> 本文:
2021年11月30日第226回「今月の映画」「ONODA 一万夜を越えて」と「交流分析の“脚本”について」

監督&脚本:アルチュール・アラリ 遠藤雄弥、津田寛治、仲野太賀、松浦祐也、千葉哲也、イッセー尾形

(1)今回の映画ONODA 一万夜を越えて」は、映画そのものもとても素晴らしかったのですが、私・藤森の日頃の立場から、極めて「驚き」の一面・・・見ることも、聞くことも、知ることも(通常は)全くできない、人生で一番重要な「脚本」「五蘊」「深層心理」がビジュアル化されている「映画」であることを発見しました。

 私のホームページをご覧の皆さんは、もちろん年代的に、フィリピンルバング島で発見された小野田寛郎元陸軍少尉のことをご存じだと思われます。

 ルバング島で終戦後、29年間も潜んでいたことは驚き以外にはありませんが、それよりもさらに驚くべきこと、「脚本」「五蘊」がビジュアル化されていることが発見できたのです。

 一般の皆様には、理解していただくことが困難を極める「課題」ですが、それが完全に「見える化」されていることに気が付きました。心理・精神世界で、理解していただくことが最も困難な「課題」を理解することが「自己成長」にとって最大・最高の「課題」ですが、この「課題」を私たちが理解できない、全く分からないために、≪≪人間は皆≫≫一生、私を含めて、ほぼ全員がバカバカしい人生を生きてしまい・・・がちになります。

 昨日(11月29日)、日大の理事長が逮捕されましたが、国会議員や大臣経験者が逮捕されたり、独裁をしたり、戦争をしたり、ありとあらゆるバカバカしいことが、この地球上に溢れていますが、何故でしょうか?

(一つの実例として、天下第一級の文豪・夏目漱石の驚くべき「生い立ち(脚本)」の事実(精神の異常性)をご覧ください。「今月の言葉第205回「ウイーケストリンクとは何か?⑥(夏目漱石③ー①)」、第208回「夏目漱石③ー②」、第209回「夏目漱石③ー③」)&(拙著のp261の異常性「息子を下駄ばきで踏む、蹴る、頭といわず足といわず、手に持ったステッキを滅茶苦茶に振り回した」と次男の夏目伸六氏の話・・・私・藤森は、漱石の「深層心理」が分かったので、この異常性を解説してあります。)

 それらの全ては「深層心理」「脚本」「五蘊」が明確になれば、必ず、その原因となるものを発見することができます。私(藤森)自身が半世紀をかけて、自分のアホさ加減を追及して、今やっと、まともな人間になりつつあるくらい「脚本=深層心理」の問題は「追及して解決」することは困難を極めます。ほとんど、精神異常の人生を送った夏目漱石より私は、少しは成長することができましたが・・・。

 下記の(2)(3)(4)(5)(6)の新聞などの紹介記事をご覧ください。その後の(7)で、私の驚きの「結論」をお楽しみください。

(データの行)
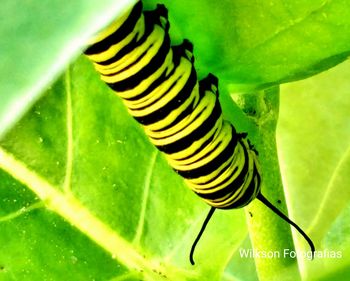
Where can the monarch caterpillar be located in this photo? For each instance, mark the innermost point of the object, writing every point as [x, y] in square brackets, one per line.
[181, 116]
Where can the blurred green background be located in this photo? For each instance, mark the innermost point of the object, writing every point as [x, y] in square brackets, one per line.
[67, 128]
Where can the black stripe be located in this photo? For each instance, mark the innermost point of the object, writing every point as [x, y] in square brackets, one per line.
[125, 29]
[157, 82]
[234, 186]
[173, 104]
[213, 165]
[234, 136]
[196, 134]
[151, 19]
[147, 71]
[248, 195]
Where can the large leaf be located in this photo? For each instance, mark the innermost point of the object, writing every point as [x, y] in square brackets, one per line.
[314, 137]
[100, 178]
[263, 42]
[248, 44]
[84, 194]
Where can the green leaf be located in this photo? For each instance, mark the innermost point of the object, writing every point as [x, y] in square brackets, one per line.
[263, 42]
[99, 179]
[39, 39]
[313, 141]
[85, 196]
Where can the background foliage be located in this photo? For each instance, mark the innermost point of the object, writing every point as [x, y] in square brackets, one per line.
[80, 143]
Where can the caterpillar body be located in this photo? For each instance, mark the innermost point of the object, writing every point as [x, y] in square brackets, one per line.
[181, 116]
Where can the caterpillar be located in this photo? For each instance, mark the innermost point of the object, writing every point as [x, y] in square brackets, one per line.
[180, 115]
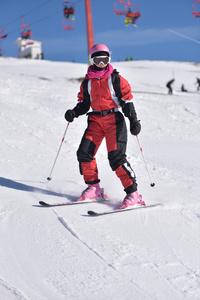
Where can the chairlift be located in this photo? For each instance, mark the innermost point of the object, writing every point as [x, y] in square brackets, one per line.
[3, 36]
[120, 4]
[68, 10]
[132, 10]
[25, 30]
[196, 13]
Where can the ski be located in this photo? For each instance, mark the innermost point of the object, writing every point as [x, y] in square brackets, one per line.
[95, 214]
[45, 204]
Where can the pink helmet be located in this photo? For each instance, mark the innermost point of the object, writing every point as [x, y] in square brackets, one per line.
[99, 48]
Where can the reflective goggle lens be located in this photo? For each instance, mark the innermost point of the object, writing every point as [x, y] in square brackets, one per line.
[97, 60]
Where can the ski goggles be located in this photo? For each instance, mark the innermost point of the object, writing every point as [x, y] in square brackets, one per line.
[97, 60]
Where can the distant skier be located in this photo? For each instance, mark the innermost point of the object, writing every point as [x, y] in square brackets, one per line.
[198, 84]
[168, 85]
[104, 90]
[183, 88]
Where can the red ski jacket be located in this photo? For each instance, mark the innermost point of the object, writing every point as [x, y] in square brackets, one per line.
[102, 93]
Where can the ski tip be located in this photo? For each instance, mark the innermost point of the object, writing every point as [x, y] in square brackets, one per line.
[92, 213]
[43, 203]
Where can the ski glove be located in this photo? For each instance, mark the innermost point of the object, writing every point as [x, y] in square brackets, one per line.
[135, 126]
[70, 115]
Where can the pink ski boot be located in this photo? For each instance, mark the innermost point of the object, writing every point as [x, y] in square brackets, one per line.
[93, 191]
[132, 199]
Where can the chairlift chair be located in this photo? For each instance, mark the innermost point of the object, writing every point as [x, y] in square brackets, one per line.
[120, 4]
[135, 13]
[68, 10]
[196, 13]
[3, 36]
[25, 30]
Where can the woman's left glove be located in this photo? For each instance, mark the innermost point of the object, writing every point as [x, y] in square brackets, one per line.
[70, 115]
[135, 126]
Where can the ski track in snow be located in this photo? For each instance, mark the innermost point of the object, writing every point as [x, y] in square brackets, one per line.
[58, 253]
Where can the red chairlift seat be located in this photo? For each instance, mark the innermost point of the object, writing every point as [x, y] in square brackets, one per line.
[1, 34]
[25, 30]
[68, 10]
[195, 13]
[130, 13]
[120, 4]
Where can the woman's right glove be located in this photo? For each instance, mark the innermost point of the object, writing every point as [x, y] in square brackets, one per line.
[135, 126]
[70, 115]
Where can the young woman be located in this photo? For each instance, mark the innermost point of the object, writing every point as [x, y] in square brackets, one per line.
[105, 91]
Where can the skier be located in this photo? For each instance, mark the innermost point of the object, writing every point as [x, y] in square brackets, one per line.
[104, 90]
[183, 88]
[168, 85]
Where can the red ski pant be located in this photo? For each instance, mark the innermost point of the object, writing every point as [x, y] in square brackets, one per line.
[113, 128]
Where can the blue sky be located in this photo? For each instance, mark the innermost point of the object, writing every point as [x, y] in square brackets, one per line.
[166, 30]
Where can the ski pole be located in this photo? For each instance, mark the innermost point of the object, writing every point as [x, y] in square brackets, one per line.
[49, 178]
[152, 183]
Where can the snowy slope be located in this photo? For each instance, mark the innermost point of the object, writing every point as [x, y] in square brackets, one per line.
[60, 253]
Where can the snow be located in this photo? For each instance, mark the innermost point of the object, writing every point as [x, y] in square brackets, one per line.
[60, 252]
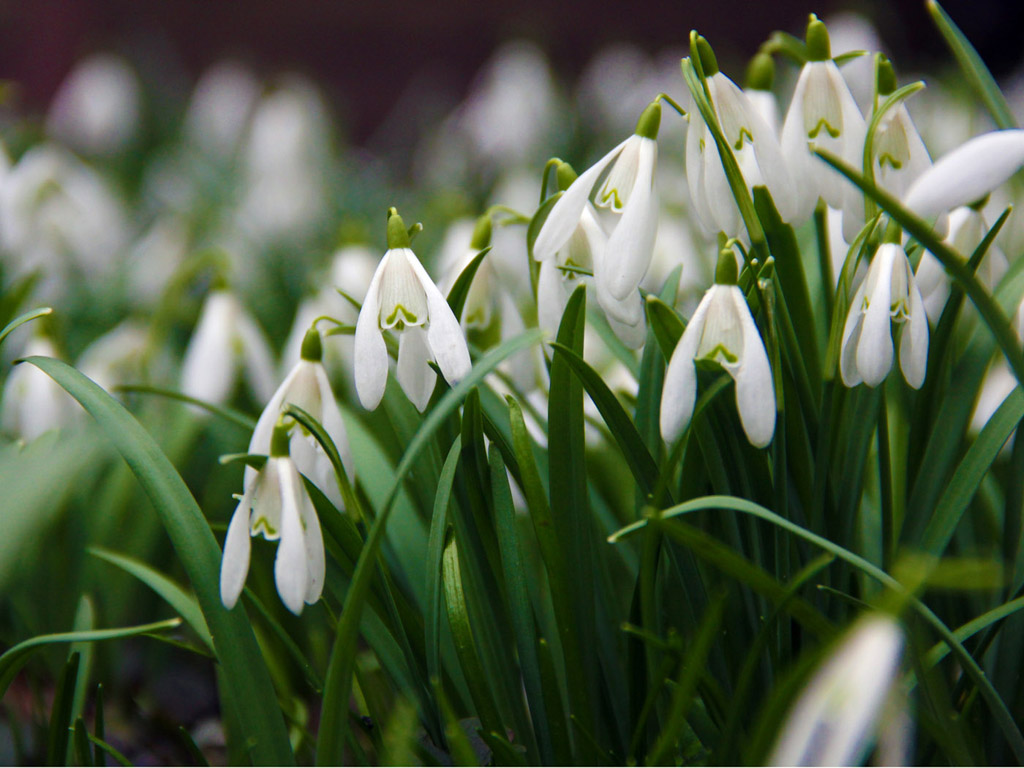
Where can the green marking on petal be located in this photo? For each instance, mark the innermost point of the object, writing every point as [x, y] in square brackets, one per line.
[834, 132]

> 課題:
• a. 映画「ONODA」についての文章をもとに、次の問いに答えよ。
(i) この映画の監督と脚本を担当したのは誰か。
(ii) 小野田寛郎元陸軍少尉は、終戦後ルバング島に何年間潜んでいたか。
(iii) 日大の理事長が逮捕された日付として書かれているのは何月何日か。
• b. 映画「ONODA」についての文章のうち、「昨日(11月29日)、日大の」から「ることができましたが・・・。」までを、後者も含めて書き写せ。
• c. 映画「ONODA」についての文章を、最後の文の後から書き継げ。

> 解答:
• a.
(i) アルチュール・アラリ
(ii) 29年間
(iii) 11月29日

• b.
昨日(11月29日)、日大の理事長が逮捕されましたが、国会議員や大臣経験者が逮捕されたり、独裁をしたり、戦争をしたり、ありとあらゆるバカバカしいことが、この地球上に溢れていますが、何故でしょうか?

(一つの実例として、天下第一級の文豪・夏目漱石の驚くべき「生い立ち(脚本)」の事実(精神の異常性)をご覧ください。「今月の言葉第205回「ウイーケストリンクとは何か?⑥(夏目漱石③ー①)」、第208回「夏目漱石③ー②」、第209回「夏目漱石③ー③」)&(拙著のp261の異常性「息子を下駄ばきで踏む、蹴る、頭といわず足といわず、手に持ったステッキを滅茶苦茶に振り回した」と次男の夏目伸六氏の話・・・私・藤森は、漱石の「深層心理」が分かったので、この異常性を解説してあります。)

 それらの全ては「深層心理」「脚本」「五蘊」が明確になれば、必ず、その原因となるものを発見することができます。私(藤森)自身が半世紀をかけて、自分のアホさ加減を追及して、今やっと、まともな人間になりつつあるくらい「脚本=深層心理」の問題は「追及して解決」することは困難を極めます。ほとんど、精神異常の人生を送った夏目漱石より私は、少しは成長することができましたが・・・。

• c.
(2)ONODA 一万夜を越えて」(パンフレットが販売されていないため、映画館のチラシから)

 忘れない
 日本での終戦後もなお、秘密戦の任務を遂行するため
 約30年間、フィリピン・ルバング島で見えない敵と戦い続けた小野田寛郎         
 という男
 彼は何を信じ、何と戦い、そしてどう生き抜いたのか。

<STORY>1974年、ある青年旅行者(仲野太賀)は、幻の日本人・小野田寛郎(遠藤雄弥/津田寛治)に会いにフィリピンに向かう。時を遡ること約30年前、秘密組織の特殊訓練を受けた小野田はフィリピン・ルバング島にて秘密裏にゲリラ戦を指揮するよう命令を受けジャングルに潜伏していた。

 小野田は上官の谷口(イッセー尾形)から言い渡された「君たちには、死ぬ権利はない」という言葉を胸に、ジャングルでの壮絶な日々に対峙していたのだった・・・。

 <日本現代史に残る衝撃の史実より着想 家族の愛、友との誓い そして生きる意味を突きつけられる>

 1974年3月、小野田寛郎という日本人が約30年間潜伏していたフィリピンから帰還。当時はこのニュースが、1945年の終戦から取り残された「日本最後の兵士」など大々的に報道され、社会現象となった。この小野田さんの史実から着想を受け描かれた本作は、第74回カンヌ国際映画祭「ある視点」部門オープニング作品として上映、会場では異例の15分以上ものスタンディング・オベーションを受け、ついに日本公開決定。日本人キャストはオーディションから製作に参加、小野田寛郎を演じる遠藤雄弥と津田寛治はもちろん、嶋田久作やイッセー尾形といった世界に誇るベテラン俳優から仲野太賀ら日本映画界の未来を支える俳優達が迫真の演技を魅せる。時空を超えてなお、我々の胸を強く締め付ける物語。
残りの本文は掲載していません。